## PASSAGE SHOWN
[Begin]

Manafort surrendered to the FBI Oct. 30 after special counsel Robert Mueller secured a set of indictments against him for various white-collar crimes. He was released shortly after his arraignment before U.S. Magistrate Judge Deborah Robinson, where he pleaded not guilty to all counts.

By the terms of the current bail package, Manafort was released on house arrest and a $10 million unsecured appearance bond. Pretrial protocol requires a defendant on house arrest to submit to continuous electronic monitoring. He also surrendered all travel documents in his possession.

Manafort’s lawyers suggested new terms in a Saturday filing, seeking an end to house arrest by volunteering a considerable portion of his net-worth as bail. Manafort pledged a combination of real estate and insurance assets, offering two properties in New York City, a third in Palm Beach Gardens, Fla., and life insurance policies held in trust or in his wife’s name. The proffered assets total $12.5 million. He also offered to restrict his travel to Washington D.C., Virginia, Florida, and New York, all locales where he owns homes and has live business interests.

Defense lawyers argued his flight risk is significantly diminished by virtue of the fact he has little by way of overseas assets and significant familial ties in the United States. The brief also addressed sensational revelations that Manafort held three U.S. passports. The Manafort team claims one was secured for ordinary travel, while a second was used for submission with visa applications to a handful of foreign countries. The third was obtained only after Manafort lost the first one, which was subsequently recovered some months later. Lawyers say he contacted the Department of State on finding the original travel document.

“Along these travel-related lines, much has been made of Mr. Manafort’s possession of three different passports,” the filing reads. “While some reports have painted this as though Mr. Manafort is akin to a 68-year-old ‘Jason Bourne’ character, the facts are much more mundane.”

U.S. District Judge Amy Berman Jackson will consider Manafort’s proposal at a federal court in Washington Monday.

[End]

## TASK SET
1/ From the Manafort bail passage, return the text that begins at "By the terms" and stops after "live business interests.", copied word for word.
2/ In the Manafort bail passage, what is the total value of the assets Manafort offered?

## DATASET CONTENT
[Begin]

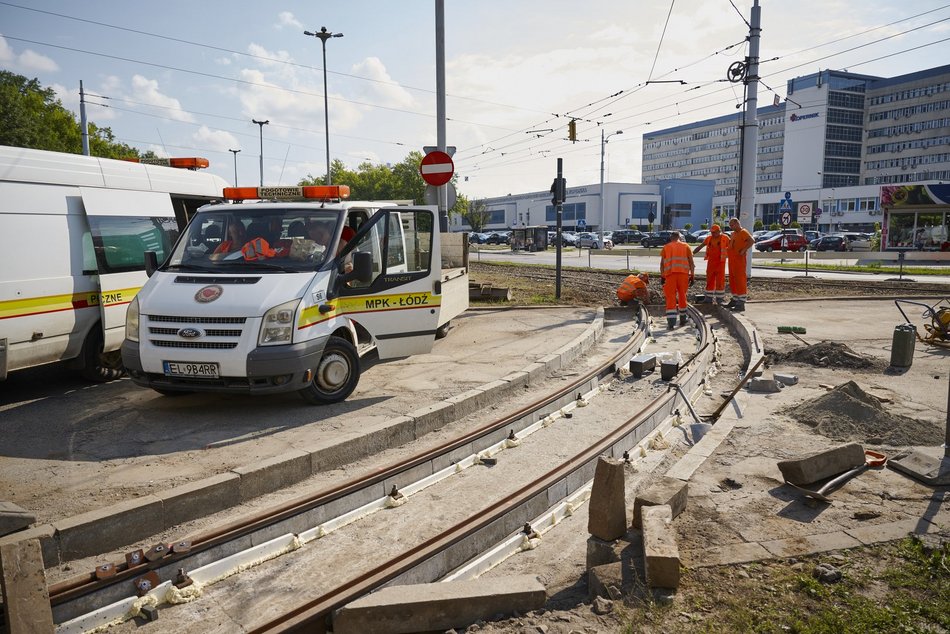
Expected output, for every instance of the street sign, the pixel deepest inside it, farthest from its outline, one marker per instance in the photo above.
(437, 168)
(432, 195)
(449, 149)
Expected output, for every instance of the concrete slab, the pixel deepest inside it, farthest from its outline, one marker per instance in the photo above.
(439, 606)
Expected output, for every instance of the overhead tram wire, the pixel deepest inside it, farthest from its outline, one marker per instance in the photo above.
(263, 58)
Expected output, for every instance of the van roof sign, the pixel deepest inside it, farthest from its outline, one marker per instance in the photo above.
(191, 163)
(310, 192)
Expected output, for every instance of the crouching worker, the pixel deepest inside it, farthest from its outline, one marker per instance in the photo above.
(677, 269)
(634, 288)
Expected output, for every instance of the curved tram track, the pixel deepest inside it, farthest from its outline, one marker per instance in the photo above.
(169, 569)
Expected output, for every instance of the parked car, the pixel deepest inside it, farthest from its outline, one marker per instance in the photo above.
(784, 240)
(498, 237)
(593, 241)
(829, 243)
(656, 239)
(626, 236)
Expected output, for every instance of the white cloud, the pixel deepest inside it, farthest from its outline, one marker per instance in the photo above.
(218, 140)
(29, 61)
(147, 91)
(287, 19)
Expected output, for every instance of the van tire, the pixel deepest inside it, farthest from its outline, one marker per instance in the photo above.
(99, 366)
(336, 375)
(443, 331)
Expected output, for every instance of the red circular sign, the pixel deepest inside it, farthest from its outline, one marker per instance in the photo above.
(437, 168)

[End]
[Begin]

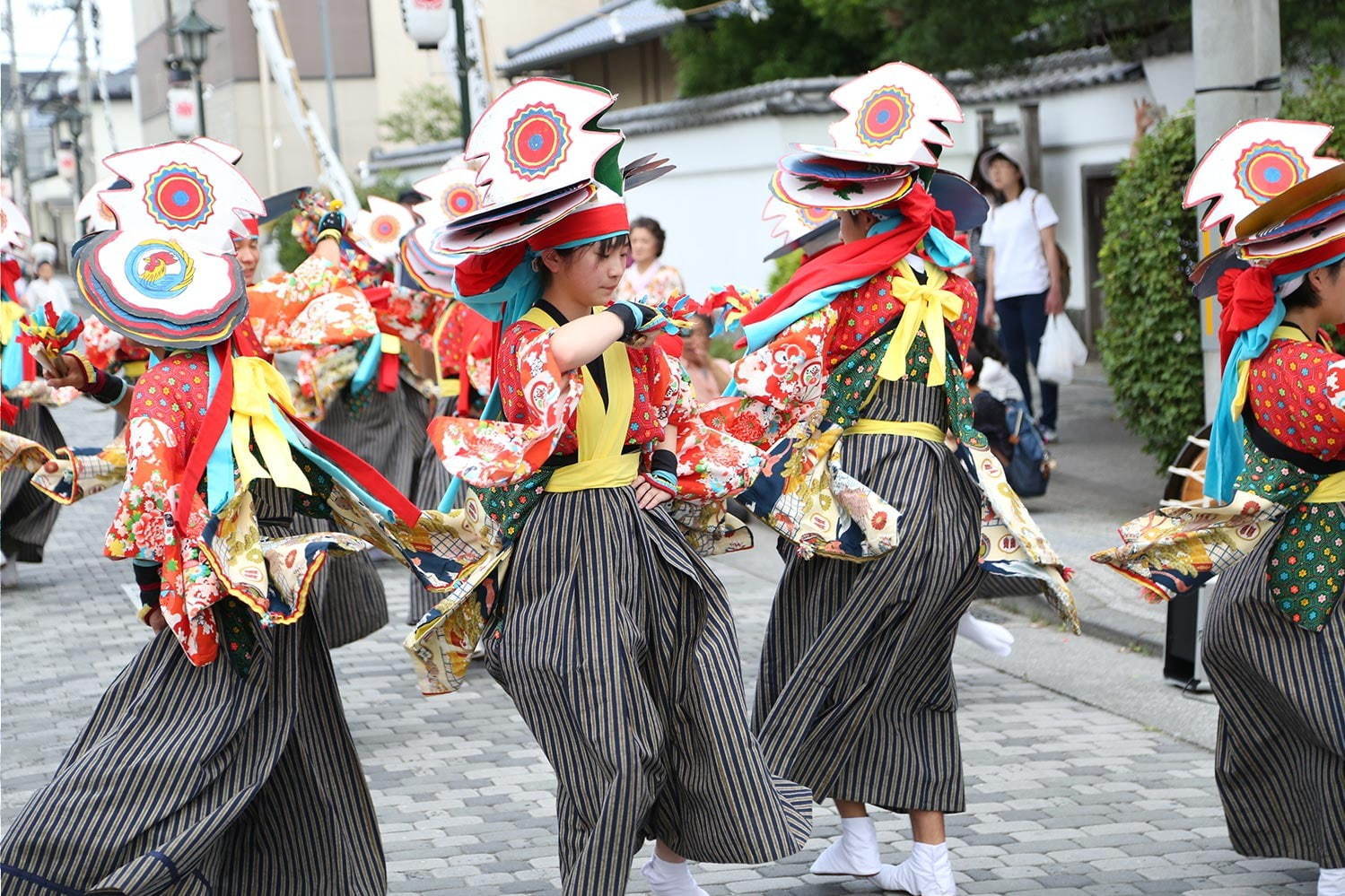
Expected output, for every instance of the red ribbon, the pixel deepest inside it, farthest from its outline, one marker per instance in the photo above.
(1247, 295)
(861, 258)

[End]

## SOLVED TASKS
1/
By the terms of the current bail package, Manafort was released on house arrest and a $10 million unsecured appearance bond. Pretrial protocol requires a defendant on house arrest to submit to continuous electronic monitoring. He also surrendered all travel documents in his possession.

Manafort’s lawyers suggested new terms in a Saturday filing, seeking an end to house arrest by volunteering a considerable portion of his net-worth as bail. Manafort pledged a combination of real estate and insurance assets, offering two properties in New York City, a third in Palm Beach Gardens, Fla., and life insurance policies held in trust or in his wife’s name. The proffered assets total $12.5 million. He also offered to restrict his travel to Washington D.C., Virginia, Florida, and New York, all locales where he owns homes and has live business interests.

2/ $12.5 million